Given passage.
________

Maj. Jason Wright also addresses the camera. He was one of the lawyers assigned to defend Khaled Sheikh Mohammed, a Pakistani national captured in a joint raid by the CIA and Pakistani intelligence in March 2003, now facing a military commission at Guantanamo Bay and a possible death sentence. Mohammed was subjected to a range of “enhanced interrogation techniques” while in CIA detention, including almost 200 waterboardings.

Wright resigned from the army in 2014, accusing the US government of crafting a show trial. Knappenberger’s Turning Point observes that 741 Guantanamo detainees have been released under the past three administrations, and of the 40 who remain, only two have been convicted by military commissions.

Zayn al-Abidin Muhammad Husayn (Abu Zubaydah), captured in Pakistan in 2002, was the first detainee to undergo enhanced interrogation and was infamously waterboarded eighty-three times in one month alone. Abu Zubaydah’s chilling and effective drawings, shown in the series, provide visual testimony as to the dimensions of US torture. Never officially charged, he remains a prisoner.

It should be noted that those who did the most to expose US crimes, Julian Assange, Edward Snowden and Chelsea Manning, receive no mention or airtime in Turning Point.

________

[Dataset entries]
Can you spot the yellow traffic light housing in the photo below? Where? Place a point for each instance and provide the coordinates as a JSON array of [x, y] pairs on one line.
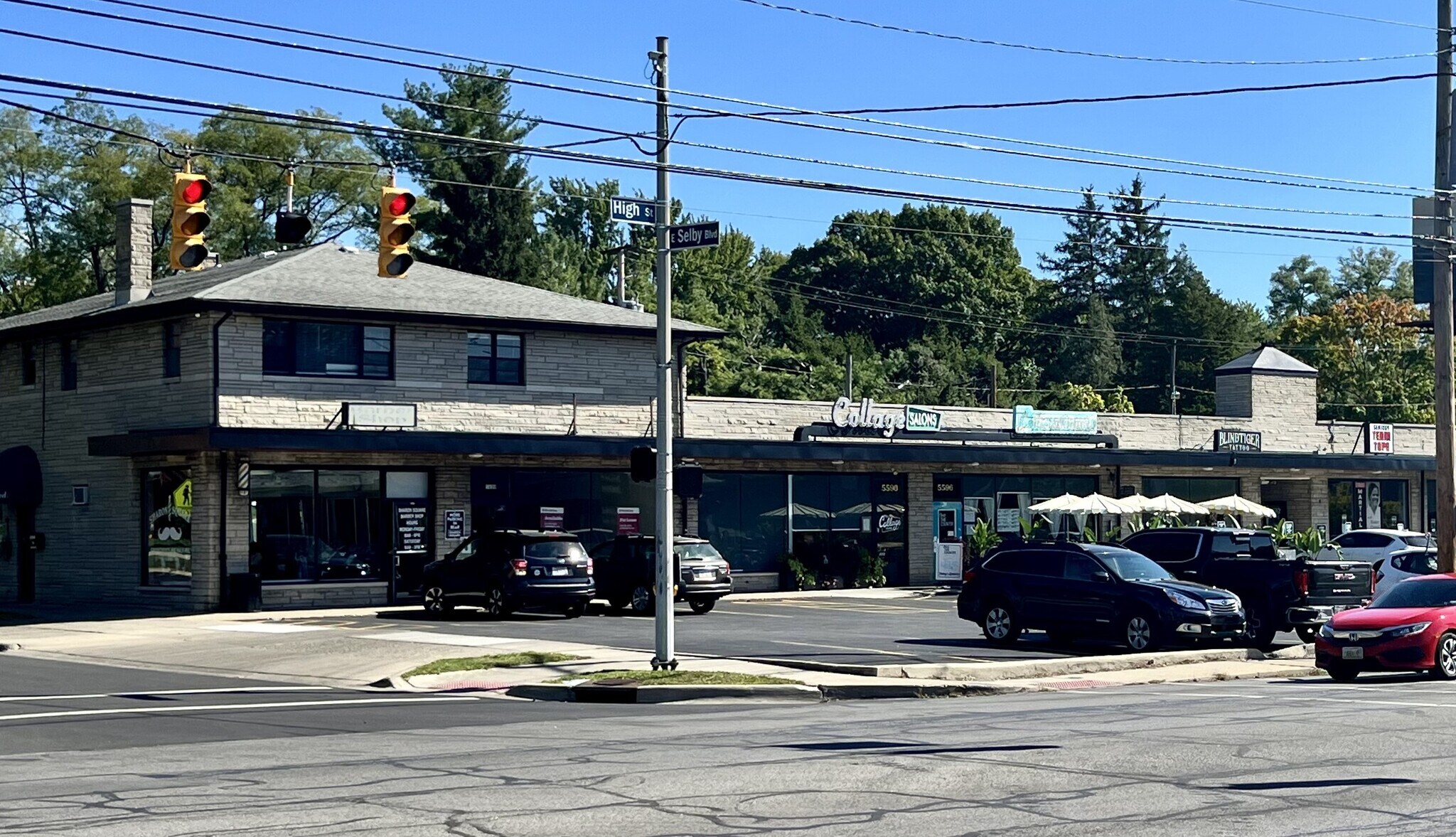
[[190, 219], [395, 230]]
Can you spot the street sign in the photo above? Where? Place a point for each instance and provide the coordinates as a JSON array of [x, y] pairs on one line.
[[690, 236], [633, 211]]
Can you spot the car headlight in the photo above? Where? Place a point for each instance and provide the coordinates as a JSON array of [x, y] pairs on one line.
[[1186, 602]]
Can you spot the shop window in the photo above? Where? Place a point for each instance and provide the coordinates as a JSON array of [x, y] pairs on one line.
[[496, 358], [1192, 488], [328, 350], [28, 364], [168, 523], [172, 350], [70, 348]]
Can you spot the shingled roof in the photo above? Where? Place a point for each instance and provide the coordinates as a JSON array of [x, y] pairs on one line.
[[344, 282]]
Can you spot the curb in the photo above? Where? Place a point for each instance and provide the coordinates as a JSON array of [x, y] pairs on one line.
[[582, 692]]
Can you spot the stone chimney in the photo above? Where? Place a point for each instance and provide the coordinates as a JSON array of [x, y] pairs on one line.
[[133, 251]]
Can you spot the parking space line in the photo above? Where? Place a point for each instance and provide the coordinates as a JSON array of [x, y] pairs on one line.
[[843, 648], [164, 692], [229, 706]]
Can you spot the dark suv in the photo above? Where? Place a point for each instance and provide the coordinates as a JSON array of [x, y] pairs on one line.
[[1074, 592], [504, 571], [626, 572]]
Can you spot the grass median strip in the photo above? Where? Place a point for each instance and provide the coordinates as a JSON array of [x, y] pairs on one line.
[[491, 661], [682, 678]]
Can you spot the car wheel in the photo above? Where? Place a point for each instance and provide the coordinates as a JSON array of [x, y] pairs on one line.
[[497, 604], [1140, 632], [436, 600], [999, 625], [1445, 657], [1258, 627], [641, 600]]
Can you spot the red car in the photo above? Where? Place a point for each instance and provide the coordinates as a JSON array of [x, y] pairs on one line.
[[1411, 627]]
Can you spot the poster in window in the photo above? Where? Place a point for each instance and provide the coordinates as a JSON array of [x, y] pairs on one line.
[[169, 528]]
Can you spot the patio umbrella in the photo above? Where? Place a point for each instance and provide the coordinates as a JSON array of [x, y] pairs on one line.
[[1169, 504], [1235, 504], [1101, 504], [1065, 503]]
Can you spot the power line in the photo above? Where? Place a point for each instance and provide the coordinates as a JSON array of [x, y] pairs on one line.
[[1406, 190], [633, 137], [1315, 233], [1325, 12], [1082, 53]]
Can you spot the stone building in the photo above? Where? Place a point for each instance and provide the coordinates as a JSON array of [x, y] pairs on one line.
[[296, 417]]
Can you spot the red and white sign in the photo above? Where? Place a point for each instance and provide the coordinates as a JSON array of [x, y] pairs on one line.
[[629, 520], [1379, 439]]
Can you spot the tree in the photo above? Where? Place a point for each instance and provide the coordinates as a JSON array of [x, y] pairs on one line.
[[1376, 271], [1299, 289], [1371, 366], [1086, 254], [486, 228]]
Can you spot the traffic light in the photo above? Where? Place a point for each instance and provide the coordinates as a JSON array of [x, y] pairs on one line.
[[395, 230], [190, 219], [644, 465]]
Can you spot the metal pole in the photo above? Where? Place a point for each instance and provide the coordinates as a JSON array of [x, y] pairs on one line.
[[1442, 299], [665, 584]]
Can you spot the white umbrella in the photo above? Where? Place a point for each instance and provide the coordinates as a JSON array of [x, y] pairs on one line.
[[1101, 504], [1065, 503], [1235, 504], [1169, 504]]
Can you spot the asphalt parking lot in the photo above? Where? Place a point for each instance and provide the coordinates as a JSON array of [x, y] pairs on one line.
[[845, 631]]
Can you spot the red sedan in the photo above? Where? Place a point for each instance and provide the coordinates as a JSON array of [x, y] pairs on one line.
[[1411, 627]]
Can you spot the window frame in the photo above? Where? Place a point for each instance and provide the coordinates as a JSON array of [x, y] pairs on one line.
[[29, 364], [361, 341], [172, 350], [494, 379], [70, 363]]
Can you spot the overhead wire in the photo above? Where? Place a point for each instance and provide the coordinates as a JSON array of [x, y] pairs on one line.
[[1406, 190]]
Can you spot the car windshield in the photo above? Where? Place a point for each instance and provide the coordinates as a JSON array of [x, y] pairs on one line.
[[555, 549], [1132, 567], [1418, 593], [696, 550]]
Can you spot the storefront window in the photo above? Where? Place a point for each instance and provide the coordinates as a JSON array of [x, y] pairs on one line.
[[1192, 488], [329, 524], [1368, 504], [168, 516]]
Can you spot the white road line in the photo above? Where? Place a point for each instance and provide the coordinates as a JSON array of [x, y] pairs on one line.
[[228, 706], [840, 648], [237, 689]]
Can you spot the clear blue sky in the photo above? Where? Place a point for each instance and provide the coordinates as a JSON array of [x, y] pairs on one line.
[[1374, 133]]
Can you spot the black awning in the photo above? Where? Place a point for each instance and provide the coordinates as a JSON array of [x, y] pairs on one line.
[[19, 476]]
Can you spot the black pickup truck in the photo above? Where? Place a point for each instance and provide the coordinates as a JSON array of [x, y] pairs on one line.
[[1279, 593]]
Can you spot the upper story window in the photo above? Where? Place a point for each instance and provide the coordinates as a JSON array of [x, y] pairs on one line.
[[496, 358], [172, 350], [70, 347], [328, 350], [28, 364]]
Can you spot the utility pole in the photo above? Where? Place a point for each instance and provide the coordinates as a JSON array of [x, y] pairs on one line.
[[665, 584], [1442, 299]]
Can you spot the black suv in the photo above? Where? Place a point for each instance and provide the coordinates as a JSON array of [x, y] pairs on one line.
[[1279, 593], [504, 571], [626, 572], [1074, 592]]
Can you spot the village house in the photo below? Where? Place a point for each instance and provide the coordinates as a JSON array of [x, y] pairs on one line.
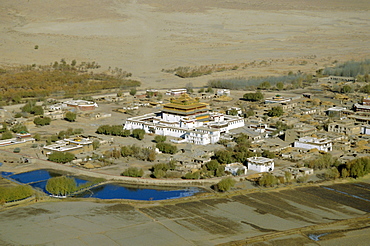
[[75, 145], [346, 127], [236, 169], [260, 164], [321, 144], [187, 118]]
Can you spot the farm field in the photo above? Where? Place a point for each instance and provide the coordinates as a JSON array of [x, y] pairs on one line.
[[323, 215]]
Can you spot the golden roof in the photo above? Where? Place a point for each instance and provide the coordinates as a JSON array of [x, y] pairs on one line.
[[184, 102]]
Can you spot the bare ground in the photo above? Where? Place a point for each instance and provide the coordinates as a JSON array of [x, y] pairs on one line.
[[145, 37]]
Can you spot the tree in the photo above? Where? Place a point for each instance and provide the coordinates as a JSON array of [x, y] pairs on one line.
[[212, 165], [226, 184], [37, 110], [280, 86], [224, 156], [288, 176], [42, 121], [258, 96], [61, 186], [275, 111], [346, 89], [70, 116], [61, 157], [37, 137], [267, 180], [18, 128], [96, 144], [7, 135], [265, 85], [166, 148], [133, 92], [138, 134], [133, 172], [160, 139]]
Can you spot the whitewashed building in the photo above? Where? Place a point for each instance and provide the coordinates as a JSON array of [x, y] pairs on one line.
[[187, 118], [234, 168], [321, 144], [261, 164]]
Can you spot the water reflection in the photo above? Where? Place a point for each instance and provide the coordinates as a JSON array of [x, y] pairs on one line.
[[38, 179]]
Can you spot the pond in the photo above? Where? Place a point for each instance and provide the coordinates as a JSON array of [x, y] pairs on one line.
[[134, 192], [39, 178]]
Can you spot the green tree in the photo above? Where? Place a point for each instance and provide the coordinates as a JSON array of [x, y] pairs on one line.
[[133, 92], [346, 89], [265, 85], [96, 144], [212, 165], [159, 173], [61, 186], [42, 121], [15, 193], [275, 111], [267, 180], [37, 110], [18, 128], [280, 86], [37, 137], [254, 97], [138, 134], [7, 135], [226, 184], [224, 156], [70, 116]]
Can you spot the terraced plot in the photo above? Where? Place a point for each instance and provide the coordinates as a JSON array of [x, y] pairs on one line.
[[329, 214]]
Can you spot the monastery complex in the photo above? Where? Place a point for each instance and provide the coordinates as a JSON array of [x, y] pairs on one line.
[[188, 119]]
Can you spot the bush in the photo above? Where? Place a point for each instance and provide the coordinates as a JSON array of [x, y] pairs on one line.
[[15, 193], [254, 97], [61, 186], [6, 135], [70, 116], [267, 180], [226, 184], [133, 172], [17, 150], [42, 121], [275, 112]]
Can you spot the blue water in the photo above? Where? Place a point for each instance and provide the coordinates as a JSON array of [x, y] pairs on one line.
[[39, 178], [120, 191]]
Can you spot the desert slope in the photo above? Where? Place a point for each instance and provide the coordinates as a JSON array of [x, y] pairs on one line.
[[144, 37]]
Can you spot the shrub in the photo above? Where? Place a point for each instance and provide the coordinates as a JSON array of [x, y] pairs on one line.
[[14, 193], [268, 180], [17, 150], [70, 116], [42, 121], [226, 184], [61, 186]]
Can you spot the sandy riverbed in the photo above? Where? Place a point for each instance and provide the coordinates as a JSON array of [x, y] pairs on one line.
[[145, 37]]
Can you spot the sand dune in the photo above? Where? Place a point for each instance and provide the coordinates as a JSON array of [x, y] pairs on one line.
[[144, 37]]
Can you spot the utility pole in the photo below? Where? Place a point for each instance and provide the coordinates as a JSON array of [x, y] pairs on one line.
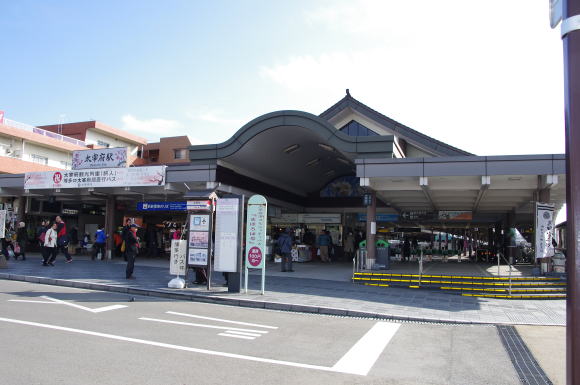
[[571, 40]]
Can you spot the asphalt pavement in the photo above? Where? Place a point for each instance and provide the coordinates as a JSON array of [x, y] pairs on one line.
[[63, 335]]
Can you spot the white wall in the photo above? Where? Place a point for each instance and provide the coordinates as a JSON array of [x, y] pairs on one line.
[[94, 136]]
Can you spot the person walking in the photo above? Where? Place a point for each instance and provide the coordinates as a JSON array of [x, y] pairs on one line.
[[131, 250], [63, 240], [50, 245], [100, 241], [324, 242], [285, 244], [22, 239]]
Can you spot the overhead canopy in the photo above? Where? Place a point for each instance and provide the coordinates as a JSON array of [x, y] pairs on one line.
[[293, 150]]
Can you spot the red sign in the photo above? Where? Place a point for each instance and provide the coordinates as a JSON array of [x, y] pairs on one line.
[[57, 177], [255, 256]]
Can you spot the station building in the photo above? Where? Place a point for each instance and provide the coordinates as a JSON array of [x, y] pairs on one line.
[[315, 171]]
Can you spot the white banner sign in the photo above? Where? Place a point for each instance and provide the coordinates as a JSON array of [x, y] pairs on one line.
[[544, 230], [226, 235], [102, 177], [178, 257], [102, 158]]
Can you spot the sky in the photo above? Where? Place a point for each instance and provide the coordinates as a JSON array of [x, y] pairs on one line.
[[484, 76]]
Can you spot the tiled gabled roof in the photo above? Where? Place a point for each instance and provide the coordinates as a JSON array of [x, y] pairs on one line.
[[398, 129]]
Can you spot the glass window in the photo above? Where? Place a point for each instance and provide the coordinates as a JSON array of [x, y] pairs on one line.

________

Work request 1. According to the passage, in what year did Maj. Jason Wright resign from the army?
Work request 2. Please print the passage's text between "Zayn al-Abidin Muhammad" and "remains a prisoner.", inclusive.

Problem solution 1. 2014

Problem solution 2.
Zayn al-Abidin Muhammad Husayn (Abu Zubaydah), captured in Pakistan in 2002, was the first detainee to undergo enhanced interrogation and was infamously waterboarded eighty-three times in one month alone. Abu Zubaydah’s chilling and effective drawings, shown in the series, provide visual testimony as to the dimensions of US torture. Never officially charged, he remains a prisoner.